Looking back at 2009 we saw unprecedented support for the housing market in terms of government subsidized interest rates, tax credits, foreclosure moratoria and loan modifications that make subprime lending look safe. Clearly the drop from the dizzying heights homes prices reached in 2006 was staggering, and just as clearly the drop would have been far worse without this intervention. To justify this intervention one has to assume that higher home prices are in our best interest. But are they really?

Like an athlete using performance-enhancing steroids, should we be willing to risk our economic health and future for a remarkable, but likely unsustainable, performance now? Is it really reasonable to expect our current steroid induced housing market won’t come back to haunt both our personal finances and our national economy in the future?

Looking back to our previous foreclosure crisis in the 1990’s, we worked our way out of that one with housing steroids as well. We started with the Taxpayers Relief Act of 1997 that incentivized every homeowner to flip-that-house with tax-free gains on real estate. As we entered the millennium the housing steroid cocktail was enhanced with a loosening of regulations and an extended period of low interest rates. This stimulus led to the greatest housing bubble in our history, the aftermath of which we will continue to deal with for years to come.

As with steroid use by athletes, there are short term artificially induced gains followed by serious negative side effects. The gain was stratospherically higher but unsustainable home prices. The side effect has been negative equity, foreclosure and recession as the steroids wore off and homes prices returned to earth. As we once again embark on injecting a powerful cocktail of stimulus into the housing market let’s look at the winners and the losers of housing on steroids.

§ **SHORT PROBLEM**
In the housing passage, which 1997 law gave homeowners tax-free gains on real estate? The listing that comes next is separate material, unrelated to the housing passage.

§ **DATASET SECTION**
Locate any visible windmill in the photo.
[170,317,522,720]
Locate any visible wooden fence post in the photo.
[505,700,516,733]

§ **WRITTEN REPLY**
The Taxpayers Relief Act of 1997.